### READING TEXT
+++
Just to confirm: this will be a review of the UK release of Meat is Murder, which is missing “How Soon is Now?” Don’t worry, we shall get to it another time.
Meat is Murder is The Smith’s political album. Wait, that not really true. Most Smith’s songs are in some way political. Hell, everything is political. Instead we should say Meet is Murder is the Smith’s polemical album. This is the one with something to say, dammit! And for the most part it says what it needs to well and with point. Also, in between the diatribes on ranging from the institution to the home, there is enough time for Morrissey’s nostalgic bravado and pining for relationships, as well as the band’s sonic experimentations compared to the ballads that so encapsulated the last record. All this gives The Smith’s sophomore effort an existence beyond the messages and prevents this from being a complete preachy slog…barring the obvious, obvious exceptions.
+++
### DATA LINES
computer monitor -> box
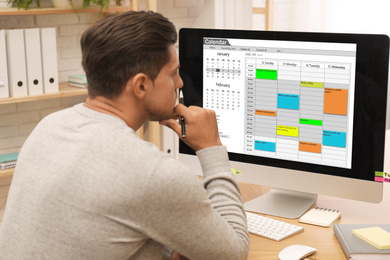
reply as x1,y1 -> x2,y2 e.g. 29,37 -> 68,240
179,28 -> 389,218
+++
### GIVEN TASK
Render this sentence from the Meat is Murder review in Spanish: "Most Smith’s songs are in some way political." The data here come from a separate source.

### WRITTEN RESPONSE
La mayoría de las canciones de los Smiths son políticas de alguna manera.